SOURCE DOCUMENT -

-- Opening Marker --

WHISPER it, but are the days of the vested interest holding sway over government finally coming to an end?


The government's complete facing down of the Irish Pharmacy Union probably won't even be a footnote when the history of the economic meltdown of 2008/09 comes to be written, but it is a significant development nonetheless.


We shouldn't get too carried away by it. If the government couldn't impose its will on one of the most privileged groups in Irish society in the current horrendous economic climate, then it really would have been a case of 'will the last person to leave the country, please turn out the lights?' It simply wouldn't have the authority to make the much tougher decisions that lie ahead in the coming months.


And it was crucial not just that the government won the battle, but that it was clearly seen to win it. Compromise, the modus operandi of Bertie Ahern, was not an option. The message had to go out loud and clear. Not an inch. The government has made a decision and it's sticking with it. Deal with it.


And that's what happened. Despite some backbenchers and ministers showing a distinct lack of backbone and getting windy over the (pretty limited) fall-out from the dispute, health minister Mary Harney held the line.


Credit where credit is due. It's become commonplace in the media and in politics to portray Harney as a has-been, a fine politician who has fallen victim to the sheer grind that comes with being at the Department of Health.


But the minister showed that she still has more you-know-whats than most male TDs by taking an unwavering line during the pharmacy dispute. The cuts were happening – no mediator, no third-party intervention. The IPU, having marched its troops to the top of the hill, finally saw that it had no choice but to march them all back down again.


And if we are to have any chance of getting out of the mess that we are in, that's a stance the government will have to take time and time again in the coming months.


It will not get any thanks for doing so from the electorate. If the government does its job and attempts to put the national finances back on an even keel, there will be near-revolution. And there is every possibility that, in doing so, it will find itself propelled into a general election from which there can only be one outcome: a Fine Gael/Labour government and dozens of seat losses for Fianna Fáil and the Greens.

-- Closing Marker --

Stored data
-- Opening Marker --

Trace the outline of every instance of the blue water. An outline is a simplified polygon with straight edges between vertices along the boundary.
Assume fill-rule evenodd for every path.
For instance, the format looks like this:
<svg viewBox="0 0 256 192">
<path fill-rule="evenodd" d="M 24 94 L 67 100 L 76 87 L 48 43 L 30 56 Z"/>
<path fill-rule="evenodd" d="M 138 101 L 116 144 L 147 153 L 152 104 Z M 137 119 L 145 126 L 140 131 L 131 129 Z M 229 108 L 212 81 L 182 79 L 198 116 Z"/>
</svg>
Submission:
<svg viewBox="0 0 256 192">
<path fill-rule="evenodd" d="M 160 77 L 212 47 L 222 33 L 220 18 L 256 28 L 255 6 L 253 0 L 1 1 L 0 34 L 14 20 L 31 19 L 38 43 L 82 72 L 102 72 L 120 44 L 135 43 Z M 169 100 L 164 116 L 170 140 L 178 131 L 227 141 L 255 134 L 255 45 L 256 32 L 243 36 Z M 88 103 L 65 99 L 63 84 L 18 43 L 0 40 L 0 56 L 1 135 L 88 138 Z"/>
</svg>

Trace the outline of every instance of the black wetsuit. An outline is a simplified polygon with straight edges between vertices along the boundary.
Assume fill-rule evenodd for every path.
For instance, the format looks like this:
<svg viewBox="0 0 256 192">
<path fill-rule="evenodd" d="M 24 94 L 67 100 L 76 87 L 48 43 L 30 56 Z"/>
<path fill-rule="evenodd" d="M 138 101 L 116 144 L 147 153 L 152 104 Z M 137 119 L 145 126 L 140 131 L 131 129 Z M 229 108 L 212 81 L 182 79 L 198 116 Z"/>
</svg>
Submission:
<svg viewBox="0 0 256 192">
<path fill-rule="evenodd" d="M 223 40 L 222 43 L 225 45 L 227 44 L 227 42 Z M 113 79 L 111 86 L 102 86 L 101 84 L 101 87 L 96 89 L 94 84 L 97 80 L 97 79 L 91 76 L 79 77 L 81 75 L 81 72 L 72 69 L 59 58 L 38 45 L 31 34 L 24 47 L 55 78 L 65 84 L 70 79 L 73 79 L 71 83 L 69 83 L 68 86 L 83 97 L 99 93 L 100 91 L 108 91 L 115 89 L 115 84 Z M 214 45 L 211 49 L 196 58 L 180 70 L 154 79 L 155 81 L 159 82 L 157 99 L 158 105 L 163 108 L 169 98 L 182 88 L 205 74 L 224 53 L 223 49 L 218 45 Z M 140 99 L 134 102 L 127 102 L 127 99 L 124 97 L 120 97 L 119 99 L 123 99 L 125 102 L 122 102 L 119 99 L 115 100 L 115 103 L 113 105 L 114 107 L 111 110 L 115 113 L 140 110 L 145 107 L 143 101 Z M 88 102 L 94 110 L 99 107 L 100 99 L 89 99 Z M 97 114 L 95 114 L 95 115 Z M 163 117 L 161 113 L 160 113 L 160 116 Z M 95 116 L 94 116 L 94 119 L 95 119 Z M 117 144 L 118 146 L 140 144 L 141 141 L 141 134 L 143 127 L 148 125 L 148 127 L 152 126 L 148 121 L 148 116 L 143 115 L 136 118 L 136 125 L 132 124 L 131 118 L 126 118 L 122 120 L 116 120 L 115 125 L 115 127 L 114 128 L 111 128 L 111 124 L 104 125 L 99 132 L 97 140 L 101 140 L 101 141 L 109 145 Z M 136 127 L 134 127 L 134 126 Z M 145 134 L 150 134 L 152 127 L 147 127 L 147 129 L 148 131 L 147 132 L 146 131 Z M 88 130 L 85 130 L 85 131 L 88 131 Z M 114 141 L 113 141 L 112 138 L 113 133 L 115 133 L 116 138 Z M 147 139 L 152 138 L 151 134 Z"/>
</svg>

-- Closing Marker --

WHAT THIS TASK INVOLVES - Return the full opinion piece on the government's pharmacy dispute, reproduced word for word.

RESULT OF THIS EXERCISE -
WHISPER it, but are the days of the vested interest holding sway over government finally coming to an end?


The government's complete facing down of the Irish Pharmacy Union probably won't even be a footnote when the history of the economic meltdown of 2008/09 comes to be written, but it is a significant development nonetheless.


We shouldn't get too carried away by it. If the government couldn't impose its will on one of the most privileged groups in Irish society in the current horrendous economic climate, then it really would have been a case of 'will the last person to leave the country, please turn out the lights?' It simply wouldn't have the authority to make the much tougher decisions that lie ahead in the coming months.


And it was crucial not just that the government won the battle, but that it was clearly seen to win it. Compromise, the modus operandi of Bertie Ahern, was not an option. The message had to go out loud and clear. Not an inch. The government has made a decision and it's sticking with it. Deal with it.


And that's what happened. Despite some backbenchers and ministers showing a distinct lack of backbone and getting windy over the (pretty limited) fall-out from the dispute, health minister Mary Harney held the line.


Credit where credit is due. It's become commonplace in the media and in politics to portray Harney as a has-been, a fine politician who has fallen victim to the sheer grind that comes with being at the Department of Health.


But the minister showed that she still has more you-know-whats than most male TDs by taking an unwavering line during the pharmacy dispute. The cuts were happening – no mediator, no third-party intervention. The IPU, having marched its troops to the top of the hill, finally saw that it had no choice but to march them all back down again.


And if we are to have any chance of getting out of the mess that we are in, that's a stance the government will have to take time and time again in the coming months.


It will not get any thanks for doing so from the electorate. If the government does its job and attempts to put the national finances back on an even keel, there will be near-revolution. And there is every possibility that, in doing so, it will find itself propelled into a general election from which there can only be one outcome: a Fine Gael/Labour government and dozens of seat losses for Fianna Fáil and the Greens.